*COSA SI CHIEDE*:
(a) Trascrivi fedelmente dalla scheda biografica il passo che inizia con le parole "Dal NOVECENTO LETTERARIO" e si ferma dopo "con l'impegno civile.".
(b) Rispondi in breve a queste domande sulla scheda biografica.
(i) In quali anni si colloca il decennio trascorso a Marsala?
(ii) In quale lingua è scritta la produzione poetica, in gran parte inedita?
(iii) A quale scrittore sono dedicati i saggi definiti notevoli?
(c) Prosegui la scheda biografica a partire dal punto in cui si interrompe.

*BRANO DA LEGGERE*:
Dal NOVECENTO LETTERARIO di Salvatore MUGNO:
Ha vissuto a Palermo, salvo che per la parentesi della guerra e per un decennio di permanenza a Marsala (dal 1944 al 1954), dove iniziò l'insegnamento di Lettere italizane e latine nei Licei.
La sua produzione poetica in vernacolo siciliano è in gran parte inedita. Più corposa e nota è la sua attività di critico letterario. Autore ritroso e appartato, ha coniugato la passione letteraria con l'impegno civile.
Notevoli sono i suoi saggi su Francesco Lanza: Valguarnera nelle opere di F. Lanza (Valguarnera, Centro studi F. Lanza, 1970): La vocazione scenica dei Mimi di F. Lanza («Quaderni dell'Ottagono Letterario», Palermo).

*DATI GREZZI*:
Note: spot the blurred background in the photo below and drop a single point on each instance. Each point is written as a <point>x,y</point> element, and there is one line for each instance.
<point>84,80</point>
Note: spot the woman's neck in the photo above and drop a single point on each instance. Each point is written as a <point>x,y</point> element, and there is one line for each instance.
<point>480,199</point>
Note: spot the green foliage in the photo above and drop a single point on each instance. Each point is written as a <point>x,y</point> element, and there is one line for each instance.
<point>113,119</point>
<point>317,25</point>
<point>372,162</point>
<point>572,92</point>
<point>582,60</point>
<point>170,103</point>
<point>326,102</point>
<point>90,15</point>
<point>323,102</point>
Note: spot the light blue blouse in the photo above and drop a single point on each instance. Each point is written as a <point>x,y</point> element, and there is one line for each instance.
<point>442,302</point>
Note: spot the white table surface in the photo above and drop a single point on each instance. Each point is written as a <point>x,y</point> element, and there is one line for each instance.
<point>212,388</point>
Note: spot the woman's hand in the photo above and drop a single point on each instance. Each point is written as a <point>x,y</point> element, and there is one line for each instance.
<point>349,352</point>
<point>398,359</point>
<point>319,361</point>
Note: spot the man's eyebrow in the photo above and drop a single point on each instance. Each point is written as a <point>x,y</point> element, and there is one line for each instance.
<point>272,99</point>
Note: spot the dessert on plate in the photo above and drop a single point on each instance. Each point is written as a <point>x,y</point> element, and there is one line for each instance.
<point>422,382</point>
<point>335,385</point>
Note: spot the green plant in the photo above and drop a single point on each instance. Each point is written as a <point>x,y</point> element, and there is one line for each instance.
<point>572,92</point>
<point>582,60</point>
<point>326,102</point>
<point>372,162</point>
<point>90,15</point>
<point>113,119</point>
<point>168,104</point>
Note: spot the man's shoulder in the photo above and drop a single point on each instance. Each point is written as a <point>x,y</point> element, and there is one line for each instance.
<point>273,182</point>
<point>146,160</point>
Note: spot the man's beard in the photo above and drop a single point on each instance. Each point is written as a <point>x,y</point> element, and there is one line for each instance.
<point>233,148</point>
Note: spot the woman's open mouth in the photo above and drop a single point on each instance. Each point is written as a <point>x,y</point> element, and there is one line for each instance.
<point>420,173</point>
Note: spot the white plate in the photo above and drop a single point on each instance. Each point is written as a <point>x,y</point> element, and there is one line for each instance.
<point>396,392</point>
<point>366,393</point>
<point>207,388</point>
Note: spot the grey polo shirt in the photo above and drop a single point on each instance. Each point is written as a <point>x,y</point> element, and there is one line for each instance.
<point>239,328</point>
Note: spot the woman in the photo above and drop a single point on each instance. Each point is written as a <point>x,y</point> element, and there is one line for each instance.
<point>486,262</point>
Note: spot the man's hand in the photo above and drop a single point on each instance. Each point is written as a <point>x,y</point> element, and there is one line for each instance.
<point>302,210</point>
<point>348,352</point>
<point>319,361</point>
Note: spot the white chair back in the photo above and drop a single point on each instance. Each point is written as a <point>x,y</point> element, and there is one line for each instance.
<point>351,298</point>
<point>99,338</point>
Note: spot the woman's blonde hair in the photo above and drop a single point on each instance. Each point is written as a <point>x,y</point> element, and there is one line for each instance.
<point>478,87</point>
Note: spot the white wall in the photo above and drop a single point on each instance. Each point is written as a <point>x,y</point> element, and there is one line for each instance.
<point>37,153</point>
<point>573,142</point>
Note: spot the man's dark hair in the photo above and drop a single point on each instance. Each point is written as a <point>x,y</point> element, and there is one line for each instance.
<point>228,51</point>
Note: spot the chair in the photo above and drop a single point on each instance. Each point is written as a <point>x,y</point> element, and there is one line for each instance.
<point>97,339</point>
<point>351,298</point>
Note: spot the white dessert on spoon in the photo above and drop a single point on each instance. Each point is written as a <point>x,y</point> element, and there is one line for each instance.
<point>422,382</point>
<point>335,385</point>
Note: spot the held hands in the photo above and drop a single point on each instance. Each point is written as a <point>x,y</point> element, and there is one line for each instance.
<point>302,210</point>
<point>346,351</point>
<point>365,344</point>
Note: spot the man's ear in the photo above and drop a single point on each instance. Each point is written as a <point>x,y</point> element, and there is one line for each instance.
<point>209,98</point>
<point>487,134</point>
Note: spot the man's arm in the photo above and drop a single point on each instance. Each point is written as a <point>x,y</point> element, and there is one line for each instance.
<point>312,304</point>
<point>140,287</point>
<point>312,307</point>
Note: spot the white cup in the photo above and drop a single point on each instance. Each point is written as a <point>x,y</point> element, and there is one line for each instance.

*RISPOSTE ATTESE*:
(a)
Dal NOVECENTO LETTERARIO di Salvatore MUGNO:
Ha vissuto a Palermo, salvo che per la parentesi della guerra e per un decennio di permanenza a Marsala (dal 1944 al 1954), dove iniziò l'insegnamento di Lettere italizane e latine nei Licei.
La sua produzione poetica in vernacolo siciliano è in gran parte inedita. Più corposa e nota è la sua attività di critico letterario. Autore ritroso e appartato, ha coniugato la passione letteraria con l'impegno civile.

(b)
(i) Dal 1944 al 1954.
(ii) In vernacolo siciliano.
(iii) A Francesco Lanza.

(c)
Negli stessi Quaderni ha pubblicato un saggio su G. A. Borghese (Rubè, ovvero l'eroe del nulla). Altri suoi lavori appaioino nella rivista di cultura «Labor» (Palermo): Un veltro per Dante e per noi, Saggi e ricerche sulla Commedia, L'uomo e l'Umanesimo, Perenne attualità di Don Abbondio, Chi salverà i poeti?, Ironia e poesia tra i merletti di Gesualdo Bufalino.
Ha anche collaborato al «Giornale di poesia siciliana» (Palermo) ai periodici «Comunità in cammino» (Palermo) e «Trapani Sera»e ad altre testate, occupandosi di problemi relativi all'evasione scolastica e alla devianza giovanile. .
Conserva alcuni studi inediti: Garibaldi in Sicilia, tra plebe e galantuomini e Carlo Dossi e la Scapigliatura.
OPERE POETICHE
- Tra Menfi e Muntivagu, Palermo, Vittorietti 1971.
OPERE SAGGISTICHE
- Realtà e mito nell'opera di Francesco Lanza, premessa di Giuseppe Cottone, Palermo, Vittorietti, 1971;
- I tempi e le parole, Palermo, Sigma, 1992.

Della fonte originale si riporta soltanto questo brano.